**THE TASK**
Output every line from the start of the items through the line containing "[(7, 53), (32, 53)]", inclusive, as a JSON list of strings with one string per line. Omit blank lines and pictures.

[start of RECORDS SHOWN]

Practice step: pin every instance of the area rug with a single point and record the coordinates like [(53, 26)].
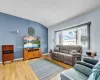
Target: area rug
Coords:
[(45, 69)]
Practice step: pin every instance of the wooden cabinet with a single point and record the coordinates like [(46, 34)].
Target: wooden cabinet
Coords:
[(7, 53), (32, 53)]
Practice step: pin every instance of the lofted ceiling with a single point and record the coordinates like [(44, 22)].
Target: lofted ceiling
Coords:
[(47, 12)]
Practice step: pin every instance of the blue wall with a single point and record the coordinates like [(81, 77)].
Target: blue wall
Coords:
[(93, 17), (10, 23)]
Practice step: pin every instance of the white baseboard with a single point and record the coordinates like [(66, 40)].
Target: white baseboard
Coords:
[(0, 62), (14, 60)]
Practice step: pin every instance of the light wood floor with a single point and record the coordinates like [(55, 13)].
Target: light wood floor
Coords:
[(20, 70)]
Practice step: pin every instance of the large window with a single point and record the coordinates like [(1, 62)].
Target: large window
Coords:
[(79, 35)]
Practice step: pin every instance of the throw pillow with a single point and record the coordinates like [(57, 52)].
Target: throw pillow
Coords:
[(56, 49), (73, 52), (95, 72)]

[end of RECORDS SHOWN]

**ANSWER TO THE TASK**
[
  "Practice step: pin every instance of the area rug with a single point and record the coordinates like [(53, 26)].",
  "Target: area rug",
  "Coords:",
  "[(45, 69)]",
  "Practice step: pin every instance of the wooden cabinet with a single point and record the coordinates like [(46, 34)].",
  "Target: wooden cabinet",
  "Coords:",
  "[(7, 53), (32, 53)]"
]